**Activity**
Decide whether each statement agrees with the text on dragon's breath rounds: (a) the rounds consist primarily of magnesium pellets or shards; (b) their combat or tactical use is well documented; (c) they are normally chambered in 20-gauge shells. For each, answer yes or no and quote the words of the text that decide it.

**Exercise text**
Dragon's breath is a special type of incendiary-effect round for shotguns. Dragon's breath consists primarily of magnesium pellets/shards. When the round is fired, sparks and flames can shoot out to about 100 ft, although some sources claim it extends to 300 ft. Dragon's breath is normally chambered in 12-gauge 2 3/4-inch (0.729 x) shot shells. The rounds are safe to fire out of an improved cylinder bore as well as a modified-choke barrel, common on many shotguns.

==Overview==
While its combat or tactical usage remains undocumented, the visual effect it produces is impressive and entertaining, similar to that of a short-ranged flamethrower or fireworks. The safety aspects of the ammunition are disputed, as the magnesium shards burn at approximately 3000 to 4000 °F, which is enough to light a person, or house, on fire.

==Legality==

The sale of dragon's breath rounds is illegal in several US states (Alaska, California, Washington D.C, Florida, Hawaii, Illinois, Massachusetts, New Jersey, Maryland, and New York) and shipping may be restricted in other locations and cities due to their inherent fire hazard. Dragon's breath ammunition is alleged to have been the cause of a 2024 wildfire in Ocean County, New Jersey.

**Data**
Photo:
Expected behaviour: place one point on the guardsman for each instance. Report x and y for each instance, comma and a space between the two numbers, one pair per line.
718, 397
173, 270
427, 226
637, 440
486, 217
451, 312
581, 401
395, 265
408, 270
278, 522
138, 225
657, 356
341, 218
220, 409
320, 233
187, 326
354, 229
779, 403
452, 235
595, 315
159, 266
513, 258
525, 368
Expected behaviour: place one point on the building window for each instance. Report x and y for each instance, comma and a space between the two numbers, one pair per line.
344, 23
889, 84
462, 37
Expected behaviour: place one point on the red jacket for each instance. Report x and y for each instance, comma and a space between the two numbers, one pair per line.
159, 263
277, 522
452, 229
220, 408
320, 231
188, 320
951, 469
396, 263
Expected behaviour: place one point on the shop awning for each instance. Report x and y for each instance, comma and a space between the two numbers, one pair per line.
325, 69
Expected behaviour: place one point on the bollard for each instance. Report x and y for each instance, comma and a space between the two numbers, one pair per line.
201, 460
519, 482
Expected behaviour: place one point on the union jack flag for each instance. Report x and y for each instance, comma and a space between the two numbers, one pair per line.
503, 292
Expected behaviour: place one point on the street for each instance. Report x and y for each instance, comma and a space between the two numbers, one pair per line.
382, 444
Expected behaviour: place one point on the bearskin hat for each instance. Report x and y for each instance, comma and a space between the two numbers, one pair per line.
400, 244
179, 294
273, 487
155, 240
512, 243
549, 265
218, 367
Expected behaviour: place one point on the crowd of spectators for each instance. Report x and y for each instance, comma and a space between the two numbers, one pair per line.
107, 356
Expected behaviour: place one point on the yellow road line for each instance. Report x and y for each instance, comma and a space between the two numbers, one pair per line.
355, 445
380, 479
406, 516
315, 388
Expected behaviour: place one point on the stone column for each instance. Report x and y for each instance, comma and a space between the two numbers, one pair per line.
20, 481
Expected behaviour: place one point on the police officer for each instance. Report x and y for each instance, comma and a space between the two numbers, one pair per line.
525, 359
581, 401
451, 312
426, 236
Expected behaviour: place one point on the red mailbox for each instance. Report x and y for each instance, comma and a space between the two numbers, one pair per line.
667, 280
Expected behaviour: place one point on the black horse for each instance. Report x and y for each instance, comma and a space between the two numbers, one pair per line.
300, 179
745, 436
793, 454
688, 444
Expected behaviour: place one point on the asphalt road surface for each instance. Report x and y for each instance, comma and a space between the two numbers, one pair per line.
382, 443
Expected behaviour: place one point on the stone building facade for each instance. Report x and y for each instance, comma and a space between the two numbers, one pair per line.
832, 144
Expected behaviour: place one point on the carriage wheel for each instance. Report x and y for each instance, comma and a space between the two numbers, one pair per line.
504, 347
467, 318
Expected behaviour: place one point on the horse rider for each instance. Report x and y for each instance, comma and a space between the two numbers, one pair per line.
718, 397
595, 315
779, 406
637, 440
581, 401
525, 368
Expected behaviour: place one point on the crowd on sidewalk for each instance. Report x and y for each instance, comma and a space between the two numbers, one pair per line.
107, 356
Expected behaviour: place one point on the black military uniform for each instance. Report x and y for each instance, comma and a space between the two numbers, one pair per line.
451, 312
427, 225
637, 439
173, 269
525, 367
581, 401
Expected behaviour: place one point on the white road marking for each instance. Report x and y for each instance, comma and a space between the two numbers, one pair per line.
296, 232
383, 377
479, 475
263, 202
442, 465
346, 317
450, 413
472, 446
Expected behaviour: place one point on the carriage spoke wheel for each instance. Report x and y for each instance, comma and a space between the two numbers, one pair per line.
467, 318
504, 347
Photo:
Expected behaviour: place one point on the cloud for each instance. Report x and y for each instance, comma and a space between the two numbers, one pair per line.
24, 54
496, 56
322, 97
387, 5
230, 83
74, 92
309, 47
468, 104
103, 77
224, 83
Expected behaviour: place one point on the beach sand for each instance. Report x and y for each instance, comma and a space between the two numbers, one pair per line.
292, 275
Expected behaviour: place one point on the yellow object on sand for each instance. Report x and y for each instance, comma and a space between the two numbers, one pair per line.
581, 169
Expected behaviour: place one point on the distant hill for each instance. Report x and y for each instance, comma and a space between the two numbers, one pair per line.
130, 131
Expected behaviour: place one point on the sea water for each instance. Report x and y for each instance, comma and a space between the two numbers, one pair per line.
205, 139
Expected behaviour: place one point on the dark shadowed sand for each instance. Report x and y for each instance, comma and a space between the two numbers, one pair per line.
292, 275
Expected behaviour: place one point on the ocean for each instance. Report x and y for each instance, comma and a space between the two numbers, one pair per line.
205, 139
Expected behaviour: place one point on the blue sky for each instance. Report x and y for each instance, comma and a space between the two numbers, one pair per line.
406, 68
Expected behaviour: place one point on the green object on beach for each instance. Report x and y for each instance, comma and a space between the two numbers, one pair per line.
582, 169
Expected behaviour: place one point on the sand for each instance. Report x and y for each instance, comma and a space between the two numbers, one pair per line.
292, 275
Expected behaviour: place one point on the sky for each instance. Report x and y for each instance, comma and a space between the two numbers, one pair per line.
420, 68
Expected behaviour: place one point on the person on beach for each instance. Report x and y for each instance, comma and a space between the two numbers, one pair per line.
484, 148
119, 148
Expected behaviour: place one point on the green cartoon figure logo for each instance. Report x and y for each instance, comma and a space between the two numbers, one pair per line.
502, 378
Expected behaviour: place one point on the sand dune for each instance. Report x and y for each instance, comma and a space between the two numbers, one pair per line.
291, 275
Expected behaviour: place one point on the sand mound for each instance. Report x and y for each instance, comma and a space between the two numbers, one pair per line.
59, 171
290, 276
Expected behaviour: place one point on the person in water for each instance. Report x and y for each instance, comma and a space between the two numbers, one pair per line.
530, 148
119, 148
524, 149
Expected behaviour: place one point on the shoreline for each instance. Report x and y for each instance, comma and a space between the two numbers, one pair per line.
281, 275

**Solution for this problem**
(a) Yes: "Dragon's breath consists primarily of magnesium pellets/shards."
(b) No: "its combat or tactical usage remains undocumented"
(c) No: "Dragon's breath is normally chambered in 12-gauge"